[INSTRUCTION]
Take the line containing "Could you spot the long" and every line after it in the data below, and print them exactly as given, with nothing else.

[EXTRACTED DATA]
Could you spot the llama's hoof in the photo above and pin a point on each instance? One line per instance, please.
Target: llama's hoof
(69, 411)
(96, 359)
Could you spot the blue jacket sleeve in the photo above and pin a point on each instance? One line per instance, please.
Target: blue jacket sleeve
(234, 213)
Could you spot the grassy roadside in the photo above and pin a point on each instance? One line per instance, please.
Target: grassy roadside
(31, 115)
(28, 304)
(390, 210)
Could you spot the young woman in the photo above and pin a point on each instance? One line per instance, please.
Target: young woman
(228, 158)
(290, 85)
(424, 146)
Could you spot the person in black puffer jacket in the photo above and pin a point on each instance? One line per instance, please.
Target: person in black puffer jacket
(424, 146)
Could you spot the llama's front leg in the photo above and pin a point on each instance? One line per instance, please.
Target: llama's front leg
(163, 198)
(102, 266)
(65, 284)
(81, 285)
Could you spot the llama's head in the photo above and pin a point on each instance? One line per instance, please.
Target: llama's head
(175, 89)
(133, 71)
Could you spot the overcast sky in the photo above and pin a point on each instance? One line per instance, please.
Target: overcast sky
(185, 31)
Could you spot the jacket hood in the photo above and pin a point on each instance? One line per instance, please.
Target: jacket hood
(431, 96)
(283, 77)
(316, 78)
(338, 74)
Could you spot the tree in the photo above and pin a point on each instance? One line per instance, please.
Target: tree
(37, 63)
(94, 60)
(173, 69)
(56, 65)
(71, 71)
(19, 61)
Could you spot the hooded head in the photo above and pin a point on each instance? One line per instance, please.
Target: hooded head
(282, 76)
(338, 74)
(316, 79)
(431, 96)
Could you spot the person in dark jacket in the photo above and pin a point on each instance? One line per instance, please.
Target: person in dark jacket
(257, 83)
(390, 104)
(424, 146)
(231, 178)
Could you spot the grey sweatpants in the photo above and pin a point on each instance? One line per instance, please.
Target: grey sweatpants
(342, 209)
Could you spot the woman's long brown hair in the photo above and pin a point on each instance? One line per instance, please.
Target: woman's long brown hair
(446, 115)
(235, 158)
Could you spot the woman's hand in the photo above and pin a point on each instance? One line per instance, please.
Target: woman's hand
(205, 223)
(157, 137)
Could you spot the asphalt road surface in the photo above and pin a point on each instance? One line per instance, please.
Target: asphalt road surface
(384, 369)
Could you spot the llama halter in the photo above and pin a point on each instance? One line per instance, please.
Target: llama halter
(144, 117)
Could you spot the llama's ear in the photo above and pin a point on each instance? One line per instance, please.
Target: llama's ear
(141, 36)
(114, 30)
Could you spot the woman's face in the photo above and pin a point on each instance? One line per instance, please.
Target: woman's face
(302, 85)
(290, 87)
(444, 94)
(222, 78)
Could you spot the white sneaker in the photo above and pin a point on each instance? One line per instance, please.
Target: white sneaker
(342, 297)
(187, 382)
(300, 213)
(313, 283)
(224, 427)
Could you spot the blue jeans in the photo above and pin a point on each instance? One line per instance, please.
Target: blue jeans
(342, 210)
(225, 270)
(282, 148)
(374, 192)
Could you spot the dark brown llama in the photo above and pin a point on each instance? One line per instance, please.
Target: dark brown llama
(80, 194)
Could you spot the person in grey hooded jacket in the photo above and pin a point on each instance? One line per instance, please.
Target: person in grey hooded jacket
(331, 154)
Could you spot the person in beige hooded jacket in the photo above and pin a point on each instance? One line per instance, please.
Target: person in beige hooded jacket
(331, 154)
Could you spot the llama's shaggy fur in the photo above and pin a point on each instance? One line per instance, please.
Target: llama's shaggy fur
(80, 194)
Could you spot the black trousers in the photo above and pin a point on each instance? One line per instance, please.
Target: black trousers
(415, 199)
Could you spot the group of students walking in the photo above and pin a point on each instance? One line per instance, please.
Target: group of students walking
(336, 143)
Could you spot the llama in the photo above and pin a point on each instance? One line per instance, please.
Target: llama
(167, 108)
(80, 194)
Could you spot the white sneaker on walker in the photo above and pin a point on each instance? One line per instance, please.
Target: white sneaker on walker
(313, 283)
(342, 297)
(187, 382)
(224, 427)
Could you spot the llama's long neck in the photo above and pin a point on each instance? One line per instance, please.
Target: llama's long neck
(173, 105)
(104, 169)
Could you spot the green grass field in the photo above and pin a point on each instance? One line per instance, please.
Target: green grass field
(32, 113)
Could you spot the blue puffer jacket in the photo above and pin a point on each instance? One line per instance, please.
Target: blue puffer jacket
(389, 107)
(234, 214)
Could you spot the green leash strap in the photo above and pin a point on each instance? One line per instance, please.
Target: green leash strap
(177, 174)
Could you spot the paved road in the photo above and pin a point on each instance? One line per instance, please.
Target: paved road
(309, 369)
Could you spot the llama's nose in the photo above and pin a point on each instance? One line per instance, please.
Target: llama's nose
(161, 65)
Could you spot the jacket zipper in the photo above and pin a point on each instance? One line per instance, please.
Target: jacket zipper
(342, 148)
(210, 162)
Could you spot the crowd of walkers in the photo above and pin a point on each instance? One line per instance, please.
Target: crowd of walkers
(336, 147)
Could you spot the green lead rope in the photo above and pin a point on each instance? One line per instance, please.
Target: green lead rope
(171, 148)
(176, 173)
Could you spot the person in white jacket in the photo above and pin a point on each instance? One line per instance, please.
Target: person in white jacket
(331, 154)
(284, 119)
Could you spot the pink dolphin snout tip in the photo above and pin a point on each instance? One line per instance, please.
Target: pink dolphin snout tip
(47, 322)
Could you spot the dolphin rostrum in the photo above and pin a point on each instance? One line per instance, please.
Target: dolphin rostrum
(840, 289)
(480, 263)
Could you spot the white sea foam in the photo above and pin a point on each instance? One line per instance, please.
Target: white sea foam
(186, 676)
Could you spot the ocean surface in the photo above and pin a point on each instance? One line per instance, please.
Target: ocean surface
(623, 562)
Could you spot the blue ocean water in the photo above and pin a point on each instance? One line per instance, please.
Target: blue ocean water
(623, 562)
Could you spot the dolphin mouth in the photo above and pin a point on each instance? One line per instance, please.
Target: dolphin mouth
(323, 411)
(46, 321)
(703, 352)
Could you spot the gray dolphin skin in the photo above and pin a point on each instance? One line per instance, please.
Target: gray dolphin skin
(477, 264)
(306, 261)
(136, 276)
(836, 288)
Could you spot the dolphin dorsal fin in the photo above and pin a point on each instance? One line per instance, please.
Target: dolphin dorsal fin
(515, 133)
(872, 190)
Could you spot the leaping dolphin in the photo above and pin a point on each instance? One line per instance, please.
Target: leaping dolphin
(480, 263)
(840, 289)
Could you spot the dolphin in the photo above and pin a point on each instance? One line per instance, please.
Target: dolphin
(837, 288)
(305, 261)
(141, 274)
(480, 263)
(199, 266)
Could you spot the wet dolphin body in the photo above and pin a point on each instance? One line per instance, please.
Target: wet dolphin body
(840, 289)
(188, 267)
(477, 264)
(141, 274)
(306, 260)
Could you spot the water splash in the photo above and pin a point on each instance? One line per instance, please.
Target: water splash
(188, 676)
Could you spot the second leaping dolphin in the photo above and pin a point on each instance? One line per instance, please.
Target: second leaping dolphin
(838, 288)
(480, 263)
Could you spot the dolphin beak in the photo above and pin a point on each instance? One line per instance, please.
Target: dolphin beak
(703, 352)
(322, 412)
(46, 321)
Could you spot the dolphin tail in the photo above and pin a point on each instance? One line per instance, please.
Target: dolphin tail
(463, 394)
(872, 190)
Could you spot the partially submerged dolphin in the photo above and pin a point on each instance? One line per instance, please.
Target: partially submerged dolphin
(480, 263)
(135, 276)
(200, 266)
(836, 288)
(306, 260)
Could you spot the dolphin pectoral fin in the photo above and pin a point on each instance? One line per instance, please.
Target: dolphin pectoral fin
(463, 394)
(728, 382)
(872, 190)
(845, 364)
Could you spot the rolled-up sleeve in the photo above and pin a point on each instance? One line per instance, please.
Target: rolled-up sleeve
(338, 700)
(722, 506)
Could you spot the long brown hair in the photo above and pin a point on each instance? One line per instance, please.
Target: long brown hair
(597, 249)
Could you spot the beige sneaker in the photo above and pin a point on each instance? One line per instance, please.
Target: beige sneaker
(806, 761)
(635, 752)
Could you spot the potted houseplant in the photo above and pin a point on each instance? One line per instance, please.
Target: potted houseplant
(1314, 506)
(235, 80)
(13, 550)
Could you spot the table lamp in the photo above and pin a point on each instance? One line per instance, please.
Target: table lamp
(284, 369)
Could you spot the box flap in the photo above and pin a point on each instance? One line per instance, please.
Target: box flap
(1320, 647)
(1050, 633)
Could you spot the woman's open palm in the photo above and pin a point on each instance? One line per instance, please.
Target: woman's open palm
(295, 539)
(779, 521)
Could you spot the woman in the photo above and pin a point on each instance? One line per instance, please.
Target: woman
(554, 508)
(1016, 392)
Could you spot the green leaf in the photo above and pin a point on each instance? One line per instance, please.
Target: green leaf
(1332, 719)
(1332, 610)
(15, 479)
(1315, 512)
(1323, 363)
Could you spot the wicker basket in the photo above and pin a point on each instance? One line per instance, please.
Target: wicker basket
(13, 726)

[TASK ANSWER]
Could you spot the long brown hair in the photo above and pin a point on each instance? One line per instance, please.
Target: long brown hair
(597, 249)
Could you spot the beige sneaker in the photo above and pin a point on each instance? One line per instance, please.
Target: beige sneaker
(806, 761)
(635, 752)
Could you spot the potted houseplant in the photo above and pin a point on each instance? One line per instance, please.
Target: potted houseplant
(1314, 506)
(235, 80)
(13, 550)
Could you spot the table lamp in the photo above and pin a point on each instance? One line per instance, please.
Target: table lamp
(284, 369)
Could you spot the box flap in the photo above and pin a point on each instance? One line per instance, please.
Target: box flap
(1320, 647)
(1050, 633)
Could you spot the woman's open palm in the photo above and pin a point on each instance? One line per instance, please.
Target: woman's open palm
(295, 539)
(779, 521)
Could you spot the woman in the photo above and pin a point on each instance? One line per instance, please.
Target: woman
(554, 508)
(1016, 392)
Could you spot the green leaf in the photo above and pin a point on each instance? One line per instance, please.
Target: green leaf
(1332, 719)
(1332, 610)
(15, 479)
(1315, 512)
(1323, 363)
Could you spot the wicker basket in the photo above and pin a point on each instance? One line per instance, please.
Target: wicker basket
(13, 726)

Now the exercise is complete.